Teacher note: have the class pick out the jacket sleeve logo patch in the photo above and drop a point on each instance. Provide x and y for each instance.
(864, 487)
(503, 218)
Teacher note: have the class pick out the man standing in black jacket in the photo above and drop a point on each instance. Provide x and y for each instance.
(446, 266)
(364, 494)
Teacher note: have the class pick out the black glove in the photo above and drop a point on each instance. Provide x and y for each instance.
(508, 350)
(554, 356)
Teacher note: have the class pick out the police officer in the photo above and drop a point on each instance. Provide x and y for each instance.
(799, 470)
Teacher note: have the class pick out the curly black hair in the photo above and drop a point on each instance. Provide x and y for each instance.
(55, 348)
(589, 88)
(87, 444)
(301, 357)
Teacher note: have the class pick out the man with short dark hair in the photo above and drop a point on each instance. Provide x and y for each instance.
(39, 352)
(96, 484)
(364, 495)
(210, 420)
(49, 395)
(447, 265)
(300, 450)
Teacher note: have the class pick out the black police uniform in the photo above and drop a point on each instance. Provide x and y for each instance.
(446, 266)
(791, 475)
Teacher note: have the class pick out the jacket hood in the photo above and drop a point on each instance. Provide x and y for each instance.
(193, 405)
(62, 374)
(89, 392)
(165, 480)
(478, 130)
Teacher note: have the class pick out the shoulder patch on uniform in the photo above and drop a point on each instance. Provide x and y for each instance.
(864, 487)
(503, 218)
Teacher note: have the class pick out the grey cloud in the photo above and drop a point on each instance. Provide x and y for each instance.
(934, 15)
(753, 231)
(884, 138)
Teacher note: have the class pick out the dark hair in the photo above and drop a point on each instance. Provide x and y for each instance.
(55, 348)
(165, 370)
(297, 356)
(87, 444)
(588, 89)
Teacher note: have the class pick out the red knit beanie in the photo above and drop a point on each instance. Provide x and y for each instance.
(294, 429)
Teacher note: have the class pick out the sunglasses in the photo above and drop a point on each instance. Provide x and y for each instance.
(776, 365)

• The task
Reproduce the whole of the records exactly, so that no line differs from the source above.

• Response to this exercise
Teacher note: have the class pick out the jacket sleeve logo patch in the photo above and drop a point on each instance. Provide x and y for each instance.
(864, 487)
(503, 218)
Teacher note: have the class pick out the man standing in black jacket in the photo above and drop a point on each instance. Provide x and y for each instance.
(446, 266)
(364, 494)
Teacher note: have the class pick out the black glove in the photo above and drop a point on each instance. Provide x and y for each instance.
(508, 350)
(554, 356)
Teacher note: have the class pick out the police officer in the photo above and drop a point on each instance. Provide x and y for each instance.
(799, 470)
Teacher note: have the class pick out the curly black hair in the photo above and drop a point on each instance. Provide x and y for each instance.
(55, 348)
(589, 88)
(87, 444)
(301, 357)
Teacher note: have the class pick out the man with short dark hair in the photo above and drop a point on each instance. Provide x and y for each instance.
(39, 352)
(96, 484)
(364, 495)
(210, 420)
(49, 395)
(447, 265)
(300, 450)
Teacher note: have the class pick out the black police uniform in the photo above and drop a point on each instance. Provide x and y for each instance.
(446, 266)
(791, 475)
Teacher note: have the class pick out the jacket hood in the photo above and drop a point on each instance. Provide x and y for each instance.
(193, 405)
(62, 374)
(89, 392)
(165, 480)
(478, 130)
Teacher note: have the class pick out the shoulder patch on uniform in the photo above and drop a point on each instance. Provide x and y for each instance.
(864, 487)
(503, 218)
Teacher note: have the class pick out the grey cloud in the photo above and drop a point on each instance. Provide x and y for each instance.
(934, 15)
(753, 231)
(884, 138)
Teacher note: have the class pick out the dark hair in the photo above and drop a point on each instance. Provide x and y for each instance.
(55, 348)
(165, 370)
(297, 356)
(87, 444)
(588, 89)
Teacher note: have the class pick out the red knit beanie in the photo above and drop a point on each instance. Provide x and y for each instance.
(294, 429)
Teacher note: have the class pick out the sunglasses in the photo above and drop a point on each instance. Provide x and y for each instance.
(776, 365)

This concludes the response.